Why We Absolutely Must Occupy, Part Four: Anarchist Social Justice

Dissident Voice: a radical newsletter in the struggle for peace and social justice




Why Occupy?

Fourth in a Four Part Series: Anarchist Social Justice


In our last publication, we addressed some of the problems of the TPP. It endangers the planet, threatens labor, violates human rights, and it globalizes free trade into another form of neo-imperialism. This is further proof that the 1 percent, both in the United States and around the world, undermine democratic self-determination in the economic and political realms. We argue that free markets, as they manifest themselves today, destabilize the world economy, while fair markets stabilize. Most importantly, the global economy needs to move away from comparative advantage theory towards fair competitive advantage. Although it works for the plutocracy and its corporations, comparative advantage is outdated, and it spells bad news for the rest of us. We argue for an economy, a global economy, based on “common pool resource theory,” in which the economy is understood as a natural resource to be protected just like the environment. We borrow this idea from Elenor Ostrom. Indeed, it is time to start thinking about the economy in the same way that we (ought to) think about preserving the environment and protecting it accordingly.

What follows is the final part of our analysis of oligarchy.

Community of Meaning, Popular Justice

As a justifiable reaction to the problem of oligarchy in organizations and liberal democratic institutions, some theorists and activists have identified alternative political arrangements to liberal democratic organizations and institutions. Such anarchist examples include Chomsky’s recommendations of the Kibbutzim villages of Israel and the worker-owned cooperatives of Spain’s Mondragon experiments. Other anarchist examples are based on the New Social Movements (NSM) school, which, for the most part, have become an activist alternative means of self-governance through autonomous grass roots organizations (see Alan Scott’s Ideology and New Social Movements). Leading NSM theorists include Alain Touraine, Ernesto Laclau, Chantal Mouffe, Claus Offe, Immanueal Wallerstein, Michel Foucalut, and Jurgen Habermas. These proponents base their anarchist tendencies on identity, politics, culture, and ideology, which for all intents and purposes has emerged in the women’s movement, ecological and environmental movements, LGBTQ rights, peace movement, and more.

Data records ::

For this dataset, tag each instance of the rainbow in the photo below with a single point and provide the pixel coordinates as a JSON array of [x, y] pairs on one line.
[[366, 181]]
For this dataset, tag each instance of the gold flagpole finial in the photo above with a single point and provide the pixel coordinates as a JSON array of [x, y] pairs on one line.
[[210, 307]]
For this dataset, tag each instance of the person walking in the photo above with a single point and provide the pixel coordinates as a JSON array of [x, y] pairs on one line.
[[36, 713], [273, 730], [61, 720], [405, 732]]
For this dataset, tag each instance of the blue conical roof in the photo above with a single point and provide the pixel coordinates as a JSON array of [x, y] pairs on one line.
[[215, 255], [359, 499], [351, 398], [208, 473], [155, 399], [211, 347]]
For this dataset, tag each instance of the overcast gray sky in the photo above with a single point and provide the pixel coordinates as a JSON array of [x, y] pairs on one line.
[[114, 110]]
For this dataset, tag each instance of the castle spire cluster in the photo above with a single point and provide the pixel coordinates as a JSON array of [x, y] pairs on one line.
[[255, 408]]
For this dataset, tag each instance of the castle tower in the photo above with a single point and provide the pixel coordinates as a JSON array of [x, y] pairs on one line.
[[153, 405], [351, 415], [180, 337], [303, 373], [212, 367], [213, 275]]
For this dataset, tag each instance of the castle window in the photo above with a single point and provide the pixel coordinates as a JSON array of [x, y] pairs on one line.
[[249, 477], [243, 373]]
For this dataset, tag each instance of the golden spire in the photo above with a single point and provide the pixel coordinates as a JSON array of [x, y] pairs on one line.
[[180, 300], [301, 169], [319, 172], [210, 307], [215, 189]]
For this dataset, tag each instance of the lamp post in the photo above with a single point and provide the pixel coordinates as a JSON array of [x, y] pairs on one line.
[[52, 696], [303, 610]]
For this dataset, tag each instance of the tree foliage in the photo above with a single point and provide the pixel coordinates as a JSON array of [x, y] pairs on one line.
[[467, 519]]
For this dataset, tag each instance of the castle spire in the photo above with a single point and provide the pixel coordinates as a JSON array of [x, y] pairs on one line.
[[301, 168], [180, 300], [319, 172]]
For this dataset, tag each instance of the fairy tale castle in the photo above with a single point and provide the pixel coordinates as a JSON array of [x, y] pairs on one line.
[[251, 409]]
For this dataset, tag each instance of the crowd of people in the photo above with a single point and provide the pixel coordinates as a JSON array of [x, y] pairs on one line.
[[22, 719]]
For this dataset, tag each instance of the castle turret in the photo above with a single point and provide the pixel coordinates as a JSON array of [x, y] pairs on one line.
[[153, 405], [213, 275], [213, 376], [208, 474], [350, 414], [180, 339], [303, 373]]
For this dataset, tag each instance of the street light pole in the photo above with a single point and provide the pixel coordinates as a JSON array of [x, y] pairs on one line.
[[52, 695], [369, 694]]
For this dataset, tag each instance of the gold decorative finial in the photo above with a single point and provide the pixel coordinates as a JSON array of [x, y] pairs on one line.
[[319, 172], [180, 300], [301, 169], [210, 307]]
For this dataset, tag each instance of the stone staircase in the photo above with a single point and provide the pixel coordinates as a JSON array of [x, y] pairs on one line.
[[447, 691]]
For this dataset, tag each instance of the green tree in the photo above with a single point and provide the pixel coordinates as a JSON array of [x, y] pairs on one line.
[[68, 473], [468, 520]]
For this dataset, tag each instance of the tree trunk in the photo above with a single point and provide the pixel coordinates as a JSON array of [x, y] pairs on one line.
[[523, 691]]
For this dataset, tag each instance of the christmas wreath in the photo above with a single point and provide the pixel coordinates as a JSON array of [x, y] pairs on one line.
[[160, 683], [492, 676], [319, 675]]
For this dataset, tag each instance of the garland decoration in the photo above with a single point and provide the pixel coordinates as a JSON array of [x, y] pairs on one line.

Challenges ::
- A) From the Occupy essay, return the text between "Why We Absolutely" and "Why Occupy?", inclusive, copied word for word.
- B) Extend the Occupy essay by writing what comes after its final sentence.

The responses ::
- A)
Why We Absolutely Must Occupy, Part Four: Anarchist Social Justice

Dissident Voice: a radical newsletter in the struggle for peace and social justice




Why Occupy?

- B)
Currently, anarchist NSM organizations have surfaced in the current culture through what can be described as the “community of meaning” and “popular justice.” The goal of these alternative methods of self-governance is to bypass the rigid oligarchy of the state, and for that matter, even nonprofit organizations that tend toward oligarchic structures. As such, the community of meaning concept is based to a large degree on the anarchist-environmentalist-feminist notion that human relationships in society are primarily based upon a “conscience collective,” that is, the fostering of diverse talents and skills within a local setting (community, neighborhood, school, etc.). The strategy enables persons to respond to various needs and cultivate unique talents while striving to maintain sustainable development strategies and promote “socio-economic justice.” The community of meaning can also be understood within the context of Marxist anarchist tendencies in which the state would eventually give way to self-governing communities with the intention of fostering both individual and collective solidarity “determined precisely by the connection of individuals, a connection which consists partly in the economic prerequisites and partly in the necessary solidarity of the development of all … on the basis of existing productive forces” (see Marx and Engels, The German Ideology).  Likewise, individuals within a particular community are united, according to Durkheim, not so much by what they have in common, but rather, by their very differences, interdependence, and “organic solidarity.”

The community of meaning, as Hampson and Reddy assert, becomes an indispensable condition for cooperation within society and is subsequently grounded upon ensuring a sustainable planet based on the fundamental human needs of local communities as the policy priority. This approach necessarily commits local and global communities, as Mittleman argues, to sustainable development strategies based upon mutually interrelated human concerns. Thus, if sustainability is to have priority in local policy initiatives at both the local and global community levels, and if public or nonprofit organizations are unable to meet this criteria, then anarchist communities of meaning must bypass these institutions and promote local and global strategies favorable to environmental and socio-economic justice based on sustainable development goals. The guidelines for a community of meaning, act as a strategy in which concerned people seek to address the causes of poverty and simultaneously prevent, and even reverse, environmental degradation. Moreover, the community of meaning, whether informal or formal in nature, seeks to implement where possible, policies based on what is known as “popular justice.” In fact, Engle Merry and Milner argue that the anarchist combination of the community of meaning and popular justice strategies “is part of a protest against the state and its legal system by subordinate, disadvantaged, or marginalized groups.”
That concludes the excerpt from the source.